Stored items
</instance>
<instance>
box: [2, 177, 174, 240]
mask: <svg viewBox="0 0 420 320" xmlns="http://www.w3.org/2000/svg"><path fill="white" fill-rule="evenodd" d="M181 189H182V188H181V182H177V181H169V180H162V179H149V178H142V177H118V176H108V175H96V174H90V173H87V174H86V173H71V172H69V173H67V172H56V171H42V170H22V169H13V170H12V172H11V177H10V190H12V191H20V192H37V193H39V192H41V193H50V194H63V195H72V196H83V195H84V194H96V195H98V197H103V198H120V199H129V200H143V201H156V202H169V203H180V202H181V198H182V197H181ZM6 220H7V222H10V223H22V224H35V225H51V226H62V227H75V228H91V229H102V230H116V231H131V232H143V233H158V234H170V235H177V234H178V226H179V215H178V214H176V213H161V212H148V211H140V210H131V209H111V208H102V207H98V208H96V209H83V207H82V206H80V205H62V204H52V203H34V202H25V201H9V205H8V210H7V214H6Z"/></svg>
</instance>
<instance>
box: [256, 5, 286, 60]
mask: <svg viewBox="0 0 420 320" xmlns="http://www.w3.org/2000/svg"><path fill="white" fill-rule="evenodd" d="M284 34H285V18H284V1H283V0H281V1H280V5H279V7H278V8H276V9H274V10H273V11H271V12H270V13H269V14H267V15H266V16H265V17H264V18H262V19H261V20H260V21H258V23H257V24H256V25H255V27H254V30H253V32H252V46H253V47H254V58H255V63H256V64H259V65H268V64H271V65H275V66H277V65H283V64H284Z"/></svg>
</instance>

- _REQUEST_:
Edit the data above so that every "mask" becomes "segmentation", and leave everything else unchanged.

- _EXERCISE RESPONSE_:
</instance>
<instance>
box: [2, 177, 174, 240]
segmentation: <svg viewBox="0 0 420 320" xmlns="http://www.w3.org/2000/svg"><path fill="white" fill-rule="evenodd" d="M181 189H182V188H181V182H177V181H169V180H162V179H149V178H142V177H118V176H108V175H96V174H90V173H87V174H86V173H71V172H69V173H67V172H56V171H42V170H22V169H13V170H12V172H11V177H10V190H12V191H20V192H37V193H39V192H41V193H50V194H63V195H72V196H83V195H84V194H96V195H98V197H103V198H120V199H129V200H143V201H156V202H169V203H180V202H181V198H182V197H181ZM6 220H7V222H10V223H22V224H35V225H51V226H62V227H75V228H91V229H102V230H116V231H131V232H143V233H158V234H170V235H177V234H178V226H179V215H178V214H176V213H161V212H148V211H140V210H131V209H111V208H102V207H98V208H96V209H83V207H82V206H80V205H62V204H52V203H34V202H25V201H9V205H8V210H7V214H6Z"/></svg>
</instance>
<instance>
box: [256, 5, 286, 60]
segmentation: <svg viewBox="0 0 420 320" xmlns="http://www.w3.org/2000/svg"><path fill="white" fill-rule="evenodd" d="M284 34H285V18H284V1H283V0H281V1H280V5H279V7H278V8H276V9H274V10H273V11H271V12H270V13H269V14H267V15H266V16H265V17H264V18H262V19H261V20H260V21H258V23H257V24H256V25H255V27H254V30H253V32H252V46H253V47H254V58H255V63H256V64H259V65H268V64H271V65H275V66H277V65H283V64H284Z"/></svg>
</instance>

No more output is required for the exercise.